### TASK DATA
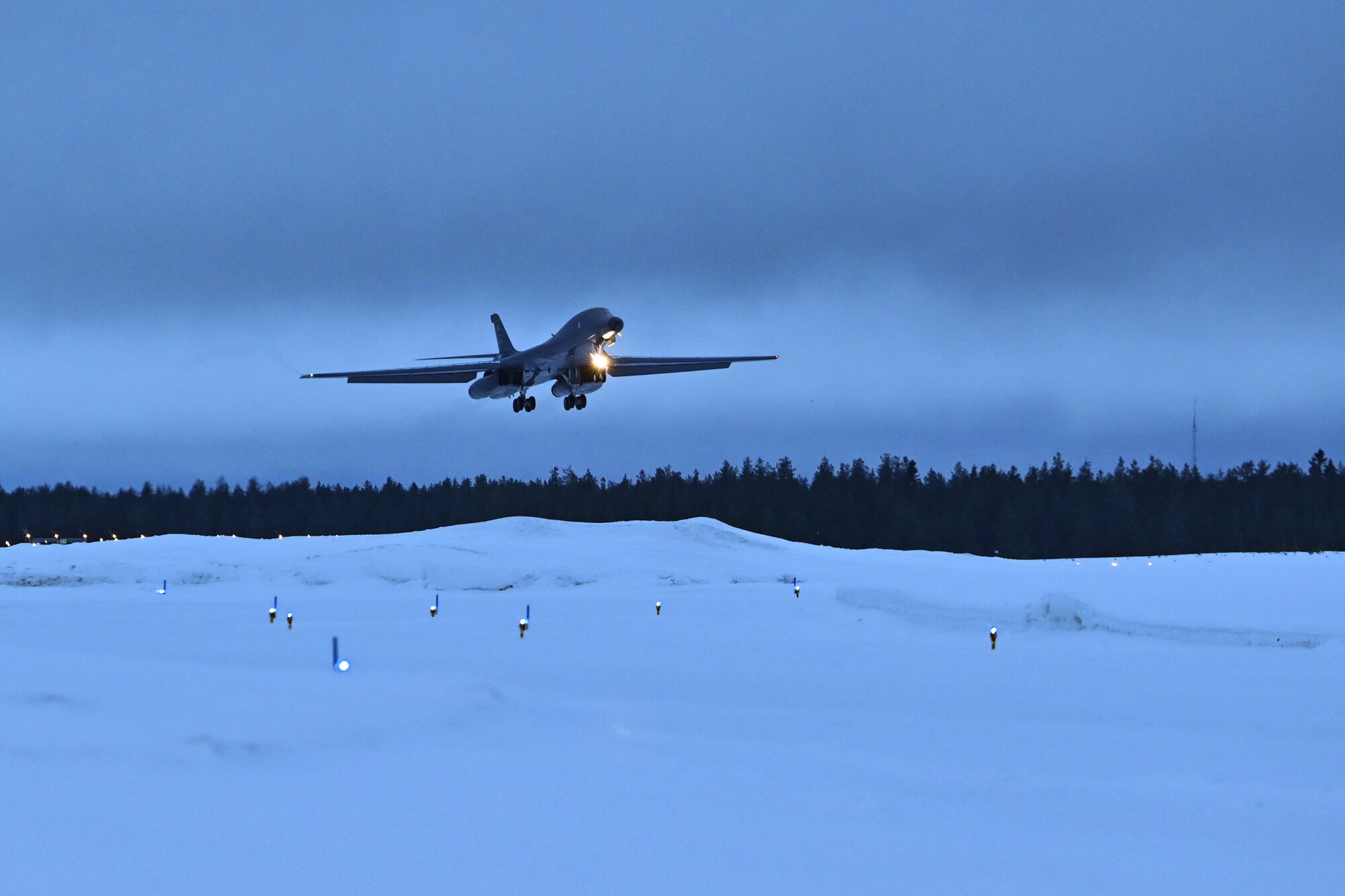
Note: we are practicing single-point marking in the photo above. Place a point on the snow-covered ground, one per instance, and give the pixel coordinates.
(1168, 725)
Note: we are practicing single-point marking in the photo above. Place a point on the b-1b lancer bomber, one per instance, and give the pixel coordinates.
(575, 361)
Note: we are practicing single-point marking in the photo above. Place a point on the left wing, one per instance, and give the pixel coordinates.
(641, 366)
(446, 373)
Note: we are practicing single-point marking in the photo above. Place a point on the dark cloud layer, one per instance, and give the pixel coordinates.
(239, 151)
(991, 210)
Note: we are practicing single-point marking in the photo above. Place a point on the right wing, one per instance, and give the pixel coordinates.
(642, 366)
(446, 373)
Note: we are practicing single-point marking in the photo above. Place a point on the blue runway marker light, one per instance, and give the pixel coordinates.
(338, 663)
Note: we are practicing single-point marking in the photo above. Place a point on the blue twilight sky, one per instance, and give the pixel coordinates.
(973, 232)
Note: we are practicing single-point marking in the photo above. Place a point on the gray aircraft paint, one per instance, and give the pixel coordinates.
(575, 361)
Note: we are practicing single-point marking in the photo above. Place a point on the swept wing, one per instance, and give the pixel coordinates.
(443, 373)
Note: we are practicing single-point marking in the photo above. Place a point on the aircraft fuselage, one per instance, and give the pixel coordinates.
(574, 360)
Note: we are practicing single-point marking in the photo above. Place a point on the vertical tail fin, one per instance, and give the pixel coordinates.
(501, 337)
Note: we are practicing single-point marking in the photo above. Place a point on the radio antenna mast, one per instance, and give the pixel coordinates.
(1195, 456)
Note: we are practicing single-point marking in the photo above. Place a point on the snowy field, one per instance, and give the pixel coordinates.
(1169, 725)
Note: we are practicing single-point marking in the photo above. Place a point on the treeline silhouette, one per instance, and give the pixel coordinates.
(1052, 510)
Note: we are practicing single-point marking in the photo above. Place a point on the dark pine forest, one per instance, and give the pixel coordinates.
(1054, 510)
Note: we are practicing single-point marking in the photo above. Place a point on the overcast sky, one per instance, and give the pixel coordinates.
(973, 232)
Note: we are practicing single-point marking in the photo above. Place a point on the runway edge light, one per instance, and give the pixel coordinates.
(338, 662)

### TRY IT
Only an exact, picture-free copy of the entries counts as the answer.

### EXERCISE OUTPUT
Note: we are practicing single-point marking in the photo above. Place a point on the snow-covered ground, one per instance, and give the pixel coordinates.
(1168, 725)
Note: we are practicing single-point marking in the photo above. Place a point on the b-1b lancer bomber, one per instance, and give the pixel coordinates.
(575, 361)
Note: we are practicing single-point marking in the photo above. Place a point on the left wing, one per instance, and give the pixel coordinates.
(641, 366)
(446, 373)
Note: we are practicing single-point marking in the photo above. Place a point on the dark cloud layer, one per instance, and give the pixel coordinates.
(239, 151)
(991, 210)
Note: we are practicing single-point marking in the photo above. Place a point on the right wing, one per instance, and give the pixel coordinates.
(642, 366)
(446, 373)
Note: we are practicing single-point marking in the photo above. Place a point on the blue runway marker light, one per instance, and give the pixel coordinates.
(338, 663)
Note: we are practicing single-point marking in the photo above. Place a point on the blue twilight sky, one per instance, and give the pixel coordinates.
(973, 232)
Note: we are practicing single-point marking in the photo above. Place a point on the gray aircraft paint, one per instance, and give the pixel coordinates.
(575, 361)
Note: we are practicing single-point marking in the photo above. Place a point on the swept wing, one per instance, and give the pixel coordinates.
(443, 373)
Note: we are practicing single-point marking in the photo above. Place a point on the aircraft fuselage, one per instance, and give the pixel coordinates.
(574, 360)
Note: we are practicing single-point marking in the photo above. Place a point on the vertical tail fin, one per instance, and give the pixel coordinates.
(501, 337)
Note: we are practicing single-point marking in the photo above. Place a point on the radio antenna mast, one per instance, and give the pixel coordinates.
(1195, 456)
Note: we are practicing single-point marking in the photo above. Place a point on the snowy field, one per instance, and give the pixel coordinates.
(1169, 725)
Note: we are practicing single-point marking in the photo above. Place a point on the treeline silhouette, one per instance, and give the pixel coordinates.
(1052, 510)
Note: we are practicing single-point marking in the photo above. Place a point on the dark pine forest, one per instance, and give the pixel coordinates.
(1054, 510)
Note: we are practicing single-point marking in the photo above. Place a point on the overcast sky, one per instance, and give the pixel coordinates.
(973, 232)
Note: we are practicing single-point marking in the photo above. Place a point on the runway edge light, one per instance, and give the pixel coordinates.
(338, 662)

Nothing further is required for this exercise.